## Material shown
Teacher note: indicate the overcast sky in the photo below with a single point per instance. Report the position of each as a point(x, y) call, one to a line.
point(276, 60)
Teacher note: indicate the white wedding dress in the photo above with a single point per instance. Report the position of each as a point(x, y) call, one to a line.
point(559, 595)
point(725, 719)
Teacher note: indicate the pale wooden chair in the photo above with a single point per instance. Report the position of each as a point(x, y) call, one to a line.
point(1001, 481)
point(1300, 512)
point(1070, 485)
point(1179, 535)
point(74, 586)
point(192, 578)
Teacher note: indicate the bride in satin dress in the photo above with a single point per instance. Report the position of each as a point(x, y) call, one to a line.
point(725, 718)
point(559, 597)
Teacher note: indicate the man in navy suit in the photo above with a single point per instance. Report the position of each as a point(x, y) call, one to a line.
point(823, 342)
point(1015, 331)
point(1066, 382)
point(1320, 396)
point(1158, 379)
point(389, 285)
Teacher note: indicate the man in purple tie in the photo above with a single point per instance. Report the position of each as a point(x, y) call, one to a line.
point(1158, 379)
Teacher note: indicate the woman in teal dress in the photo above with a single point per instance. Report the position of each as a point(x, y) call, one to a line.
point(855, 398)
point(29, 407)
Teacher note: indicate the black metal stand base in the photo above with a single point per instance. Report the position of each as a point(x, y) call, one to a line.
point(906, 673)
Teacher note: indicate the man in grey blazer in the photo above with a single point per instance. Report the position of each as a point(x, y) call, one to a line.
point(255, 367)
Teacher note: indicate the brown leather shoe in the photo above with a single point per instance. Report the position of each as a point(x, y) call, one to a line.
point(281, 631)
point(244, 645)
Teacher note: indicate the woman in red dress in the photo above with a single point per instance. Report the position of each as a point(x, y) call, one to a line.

## Stated task
Could you copy every entry above verbatim, line for line, with no changes?

## Solution for this task
Teacher note: indicate the overcast sky in the photo below with a single point per instance. Report the position of each as a point(x, y) call, one to a line.
point(276, 60)
Teacher note: indicate the white wedding dress in the photo above with a single point per instance. Report the position of each as a point(x, y) call, one to a line.
point(559, 595)
point(725, 719)
Teacher note: indicate the pale wooden chair in the photo above with a single point per instance. Report the position of each as a point(x, y) call, one to a line.
point(1001, 481)
point(1300, 512)
point(1070, 485)
point(1179, 535)
point(74, 586)
point(192, 578)
Teacher note: indicate the bride in satin dress in the photo above with a single point per instance. Report the position of each as a point(x, y) call, one to a line.
point(725, 718)
point(559, 597)
Teacher note: indicate the man in navy suit in the photo above with a single point per instance. Report the position of each as a point(x, y) call, one to a line.
point(823, 342)
point(1015, 331)
point(1066, 382)
point(1320, 396)
point(1158, 379)
point(389, 285)
Teacher note: indicate the man in purple tie in the photo above with a single point per instance. Report the position of each as a point(x, y) call, one to a line.
point(1158, 379)
Teacher note: indicate the woman in teal dress in the photo above with a single point per instance. Report the position of each as a point(x, y) call, one to a line.
point(855, 398)
point(29, 407)
Teacher note: indicate the black metal stand base in the photo above with a single point per instance. Report the position of each as a point(x, y) call, one to a line.
point(906, 673)
Teacher note: indicate the man in grey blazer in the photo above with a single point per instance. Report the position of each as a point(x, y) call, one to a line.
point(255, 367)
Teacher note: indicate the brown leather shoe in the photo above with a single point per instance. Report the position of each as a point(x, y) call, one to a line.
point(281, 631)
point(244, 645)
Teacher note: indicate the woman in red dress in the photo above with a single point per instance. Report the position of each as a point(x, y) call, one to a line.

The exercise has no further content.